## Supplied entries:
————

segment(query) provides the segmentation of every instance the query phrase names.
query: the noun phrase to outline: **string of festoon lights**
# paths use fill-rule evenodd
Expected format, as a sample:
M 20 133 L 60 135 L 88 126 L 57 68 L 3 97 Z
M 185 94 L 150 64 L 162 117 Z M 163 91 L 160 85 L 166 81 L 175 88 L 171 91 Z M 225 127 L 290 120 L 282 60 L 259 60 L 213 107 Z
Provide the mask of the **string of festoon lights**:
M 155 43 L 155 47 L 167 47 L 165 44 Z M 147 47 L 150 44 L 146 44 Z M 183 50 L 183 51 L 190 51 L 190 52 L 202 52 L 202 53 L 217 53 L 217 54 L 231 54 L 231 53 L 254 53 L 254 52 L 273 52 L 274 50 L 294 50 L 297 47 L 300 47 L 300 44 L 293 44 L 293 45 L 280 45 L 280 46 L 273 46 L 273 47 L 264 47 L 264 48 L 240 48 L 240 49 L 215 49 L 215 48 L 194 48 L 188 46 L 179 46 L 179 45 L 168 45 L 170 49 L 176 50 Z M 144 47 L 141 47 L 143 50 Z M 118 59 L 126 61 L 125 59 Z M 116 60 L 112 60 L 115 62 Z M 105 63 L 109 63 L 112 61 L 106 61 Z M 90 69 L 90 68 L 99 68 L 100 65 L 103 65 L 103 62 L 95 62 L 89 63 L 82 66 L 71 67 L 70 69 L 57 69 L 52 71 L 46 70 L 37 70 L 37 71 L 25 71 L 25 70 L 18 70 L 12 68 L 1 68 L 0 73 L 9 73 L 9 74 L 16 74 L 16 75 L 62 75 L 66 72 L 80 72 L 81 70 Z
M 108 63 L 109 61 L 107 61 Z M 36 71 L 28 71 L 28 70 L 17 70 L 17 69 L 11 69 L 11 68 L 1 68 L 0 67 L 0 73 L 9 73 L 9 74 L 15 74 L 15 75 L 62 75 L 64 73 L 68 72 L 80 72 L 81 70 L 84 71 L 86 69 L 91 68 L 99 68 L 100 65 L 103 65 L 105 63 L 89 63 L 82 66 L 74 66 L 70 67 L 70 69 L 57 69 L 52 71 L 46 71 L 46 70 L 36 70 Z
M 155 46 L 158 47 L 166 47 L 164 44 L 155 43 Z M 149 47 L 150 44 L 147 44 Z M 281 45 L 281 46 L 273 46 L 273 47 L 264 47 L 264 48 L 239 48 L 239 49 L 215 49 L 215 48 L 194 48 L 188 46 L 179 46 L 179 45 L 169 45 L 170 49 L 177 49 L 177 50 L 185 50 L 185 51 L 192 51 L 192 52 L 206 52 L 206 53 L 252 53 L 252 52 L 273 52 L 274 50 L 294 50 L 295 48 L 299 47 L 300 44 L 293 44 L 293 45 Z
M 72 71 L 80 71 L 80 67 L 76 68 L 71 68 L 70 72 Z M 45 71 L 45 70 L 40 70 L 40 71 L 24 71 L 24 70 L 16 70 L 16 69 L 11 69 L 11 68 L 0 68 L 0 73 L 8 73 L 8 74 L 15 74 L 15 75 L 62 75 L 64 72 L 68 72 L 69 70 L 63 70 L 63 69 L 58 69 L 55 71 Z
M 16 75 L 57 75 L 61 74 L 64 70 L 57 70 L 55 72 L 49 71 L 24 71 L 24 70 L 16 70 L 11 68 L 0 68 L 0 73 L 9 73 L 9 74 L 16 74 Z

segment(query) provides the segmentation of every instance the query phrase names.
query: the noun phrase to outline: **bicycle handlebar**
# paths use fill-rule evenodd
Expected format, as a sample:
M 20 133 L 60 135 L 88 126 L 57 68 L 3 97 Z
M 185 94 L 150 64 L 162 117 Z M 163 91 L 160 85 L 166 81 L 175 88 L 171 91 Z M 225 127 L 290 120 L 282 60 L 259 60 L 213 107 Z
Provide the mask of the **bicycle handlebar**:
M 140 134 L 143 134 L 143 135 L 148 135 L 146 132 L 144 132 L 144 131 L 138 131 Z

————

## Assignment:
Go through the material and write each line out again exactly.

## Exercise output:
segment(query) provides the segmentation of every instance the query phrase names.
query: the noun phrase to outline: **string of festoon lights**
# paths use fill-rule evenodd
Expected format, as a sample:
M 20 133 L 60 135 L 88 126 L 57 68 L 3 97 Z
M 185 94 L 150 64 L 162 117 Z M 163 91 L 160 85 L 166 81 L 175 88 L 171 91 Z M 225 127 L 290 120 L 282 60 L 259 60 L 213 107 Z
Provide the mask of the **string of festoon lights**:
M 155 43 L 155 47 L 167 47 L 165 44 Z M 147 47 L 150 44 L 146 44 Z M 183 50 L 183 51 L 190 51 L 190 52 L 202 52 L 202 53 L 217 53 L 217 54 L 231 54 L 231 53 L 254 53 L 254 52 L 273 52 L 274 50 L 294 50 L 297 47 L 300 47 L 300 44 L 293 44 L 293 45 L 280 45 L 280 46 L 273 46 L 273 47 L 264 47 L 264 48 L 240 48 L 240 49 L 215 49 L 215 48 L 194 48 L 188 46 L 179 46 L 179 45 L 168 45 L 170 49 L 176 50 Z M 144 47 L 141 47 L 143 50 Z M 118 59 L 126 61 L 125 59 Z M 116 60 L 112 60 L 115 62 Z M 105 63 L 109 63 L 112 61 L 106 61 Z M 90 69 L 90 68 L 99 68 L 100 65 L 103 65 L 103 62 L 95 62 L 89 63 L 82 66 L 71 67 L 70 69 L 57 69 L 52 71 L 46 70 L 37 70 L 37 71 L 25 71 L 25 70 L 18 70 L 12 68 L 1 68 L 0 73 L 9 73 L 9 74 L 16 74 L 16 75 L 62 75 L 66 72 L 80 72 L 81 70 Z
M 108 63 L 109 61 L 107 61 Z M 36 71 L 28 71 L 28 70 L 17 70 L 17 69 L 11 69 L 11 68 L 1 68 L 0 67 L 0 73 L 9 73 L 9 74 L 15 74 L 15 75 L 62 75 L 64 73 L 68 72 L 80 72 L 81 70 L 84 71 L 86 69 L 91 68 L 99 68 L 100 65 L 103 65 L 105 63 L 89 63 L 82 66 L 74 66 L 70 67 L 70 69 L 57 69 L 52 71 L 46 71 L 46 70 L 36 70 Z
M 155 46 L 158 47 L 166 47 L 164 44 L 155 43 Z M 149 47 L 150 44 L 147 44 Z M 281 45 L 281 46 L 273 46 L 273 47 L 264 47 L 264 48 L 239 48 L 239 49 L 215 49 L 215 48 L 194 48 L 188 46 L 179 46 L 179 45 L 169 45 L 170 49 L 177 49 L 177 50 L 185 50 L 185 51 L 192 51 L 192 52 L 206 52 L 206 53 L 252 53 L 252 52 L 273 52 L 274 50 L 294 50 L 295 48 L 299 47 L 300 44 L 293 44 L 293 45 Z
M 72 71 L 80 71 L 80 67 L 76 68 L 71 68 L 70 72 Z M 45 71 L 45 70 L 40 70 L 40 71 L 24 71 L 24 70 L 16 70 L 16 69 L 11 69 L 11 68 L 0 68 L 0 73 L 8 73 L 8 74 L 15 74 L 15 75 L 62 75 L 64 72 L 68 72 L 69 70 L 63 70 L 63 69 L 58 69 L 55 71 Z
M 16 75 L 57 75 L 61 74 L 64 70 L 57 70 L 55 72 L 49 71 L 24 71 L 24 70 L 16 70 L 11 68 L 0 68 L 0 73 L 9 73 L 9 74 L 16 74 Z

segment(query) provides the segmentation of every instance the query phrase names.
query: the noun phrase to outline: **bicycle handlebar**
# paths use fill-rule evenodd
Expected format, as a sample:
M 20 133 L 60 135 L 88 126 L 57 68 L 3 97 Z
M 185 94 L 150 64 L 162 117 Z M 163 91 L 160 85 L 166 81 L 175 88 L 171 91 Z M 225 127 L 290 120 L 282 60 L 259 60 L 213 107 Z
Provide the mask of the **bicycle handlebar**:
M 140 134 L 143 134 L 143 135 L 148 135 L 146 132 L 144 132 L 144 131 L 138 131 Z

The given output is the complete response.